[What the exercise asks]
Reproduce word for word the lines of the listing below, from the line holding "football player in" through the final line, both included.

[Stored records]
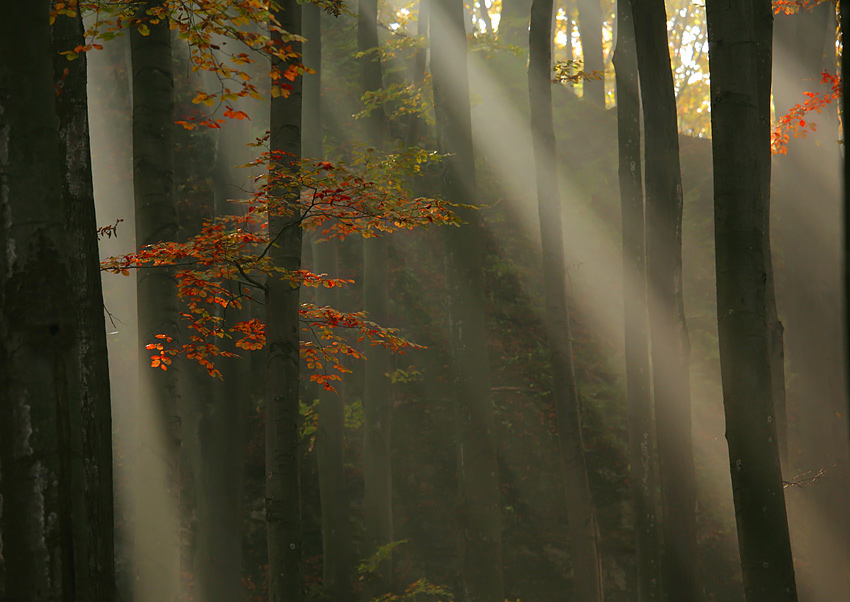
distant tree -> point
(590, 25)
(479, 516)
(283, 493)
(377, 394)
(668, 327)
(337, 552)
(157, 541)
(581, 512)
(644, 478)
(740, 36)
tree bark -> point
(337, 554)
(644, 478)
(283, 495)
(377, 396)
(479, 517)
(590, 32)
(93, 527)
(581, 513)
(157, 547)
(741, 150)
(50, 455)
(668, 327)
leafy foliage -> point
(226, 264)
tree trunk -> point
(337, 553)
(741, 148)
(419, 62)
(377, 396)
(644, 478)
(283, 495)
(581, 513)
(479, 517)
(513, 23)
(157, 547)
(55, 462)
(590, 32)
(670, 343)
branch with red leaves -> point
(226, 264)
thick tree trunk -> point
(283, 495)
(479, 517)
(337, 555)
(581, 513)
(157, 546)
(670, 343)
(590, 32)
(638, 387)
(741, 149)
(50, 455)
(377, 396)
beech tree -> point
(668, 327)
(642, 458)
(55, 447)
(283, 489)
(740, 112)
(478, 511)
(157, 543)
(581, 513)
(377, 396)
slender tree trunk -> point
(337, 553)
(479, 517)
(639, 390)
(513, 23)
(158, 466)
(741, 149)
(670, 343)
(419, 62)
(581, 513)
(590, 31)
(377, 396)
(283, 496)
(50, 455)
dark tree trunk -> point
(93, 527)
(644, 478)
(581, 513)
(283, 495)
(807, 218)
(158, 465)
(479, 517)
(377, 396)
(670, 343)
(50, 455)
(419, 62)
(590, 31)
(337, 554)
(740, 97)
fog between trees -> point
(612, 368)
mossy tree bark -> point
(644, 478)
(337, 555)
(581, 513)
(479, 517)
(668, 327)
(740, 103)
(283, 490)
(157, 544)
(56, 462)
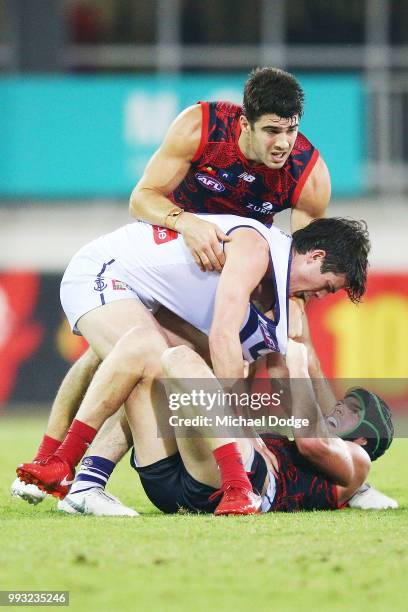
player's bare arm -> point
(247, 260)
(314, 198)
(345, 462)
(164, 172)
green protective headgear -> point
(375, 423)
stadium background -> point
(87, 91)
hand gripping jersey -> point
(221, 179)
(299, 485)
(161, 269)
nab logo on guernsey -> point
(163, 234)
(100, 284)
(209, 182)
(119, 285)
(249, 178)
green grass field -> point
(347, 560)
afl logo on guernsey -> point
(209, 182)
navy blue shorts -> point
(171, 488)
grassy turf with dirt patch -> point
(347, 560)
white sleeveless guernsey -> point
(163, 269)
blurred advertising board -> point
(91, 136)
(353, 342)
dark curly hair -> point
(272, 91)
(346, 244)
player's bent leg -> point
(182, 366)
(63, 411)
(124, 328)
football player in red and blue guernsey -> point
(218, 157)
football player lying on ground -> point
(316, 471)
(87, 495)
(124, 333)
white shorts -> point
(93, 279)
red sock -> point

[Task solution]
football player in red and blue guernsey -> point
(218, 157)
football player lying on ground -> point
(316, 471)
(87, 495)
(124, 333)
white shorts -> point
(93, 279)
red sock -> point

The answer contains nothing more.